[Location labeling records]
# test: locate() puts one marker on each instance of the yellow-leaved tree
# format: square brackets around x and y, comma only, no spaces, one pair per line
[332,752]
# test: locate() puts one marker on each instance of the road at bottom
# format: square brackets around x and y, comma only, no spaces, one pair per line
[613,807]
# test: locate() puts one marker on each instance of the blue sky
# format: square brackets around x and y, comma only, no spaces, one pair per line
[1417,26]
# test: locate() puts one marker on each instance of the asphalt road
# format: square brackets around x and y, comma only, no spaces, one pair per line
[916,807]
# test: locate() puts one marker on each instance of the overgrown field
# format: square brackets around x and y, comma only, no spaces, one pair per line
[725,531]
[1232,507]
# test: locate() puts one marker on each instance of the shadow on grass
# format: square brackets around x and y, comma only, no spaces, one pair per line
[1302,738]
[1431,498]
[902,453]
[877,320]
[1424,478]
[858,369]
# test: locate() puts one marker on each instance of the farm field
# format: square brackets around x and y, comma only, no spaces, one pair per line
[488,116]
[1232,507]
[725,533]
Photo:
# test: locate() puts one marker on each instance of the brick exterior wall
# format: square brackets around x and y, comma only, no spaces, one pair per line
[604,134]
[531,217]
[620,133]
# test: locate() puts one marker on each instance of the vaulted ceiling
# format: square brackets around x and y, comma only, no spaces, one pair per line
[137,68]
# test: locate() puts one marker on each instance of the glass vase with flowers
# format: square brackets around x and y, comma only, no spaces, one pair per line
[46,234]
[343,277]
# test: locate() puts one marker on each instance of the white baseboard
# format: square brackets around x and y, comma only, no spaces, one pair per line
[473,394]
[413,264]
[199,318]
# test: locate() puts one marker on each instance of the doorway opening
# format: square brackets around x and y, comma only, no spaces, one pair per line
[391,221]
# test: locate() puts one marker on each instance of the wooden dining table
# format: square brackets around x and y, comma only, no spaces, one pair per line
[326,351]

# Given exercise
Rewrite all the location labeling records above, switching every "marker" to "pin" and leaving everything else unchanged.

# The response
# test: locate() puts one pin on each instance of the yellow-leaved tree
# format: square brackets around x and y, comma only, no spaces, one pair per line
[332,752]
# test: locate() puts one pin on each instance of the road at bottom
# format: square brackets around x and y, comma only, no spaces, one pair per line
[613,807]
# test: locate() puts one pin on each instance of the blue sky
# format: square brackets around x and y, comma only, no spaces, one pair per line
[1417,26]
# test: locate() puts one pin on each instance of the asphalt road
# format: square brackets around x and y, comma only, no spaces, one pair per line
[916,807]
# test: locate() puts one pin on each instance of the overgrown field
# format: square brackets around x and y, comma only, no spaces, one pair per line
[725,531]
[1232,507]
# test: locate() puts one pin on each instance of the shadow on grass
# format: square brackets around x and y, comma only, no spaces, one pair per line
[1302,738]
[1431,498]
[902,453]
[877,320]
[1424,478]
[858,369]
# test: locate() puts one pin on each instance of the farm field
# format: square brackets around x and y, comma only, no spaces, one pair per line
[488,116]
[1232,507]
[725,533]
Photo:
# test: locate() puts one pin on each instance of the brick exterior wall
# format: square brackets around x and y, comma only, no spaces, one pair per line
[604,134]
[531,217]
[620,133]
# test: locate() puts one pin on each instance of the vaulted ceiling
# format: square brackets around x and y, comma only, no spaces, one pair per line
[137,68]
# test: locate() puts one pin on each instance of the glass vase with flowers
# format: square brackets around x and y, comma only, no spaces, one pair per line
[46,234]
[343,277]
# test: locate() puts one pin on each instance of the white baseboard
# format: square brackets around x and y, comma only, no spaces, one pair per line
[473,394]
[413,264]
[199,318]
# test: locate() puts one pin on each instance of the doorway opening
# format: square brackets around x and y, comma only, no spaces, one pair per line
[391,221]
# test: locate() puts one pin on each instance of the wooden dining table
# format: square brackets around x and y, comma only, no spaces, one pair per line
[326,351]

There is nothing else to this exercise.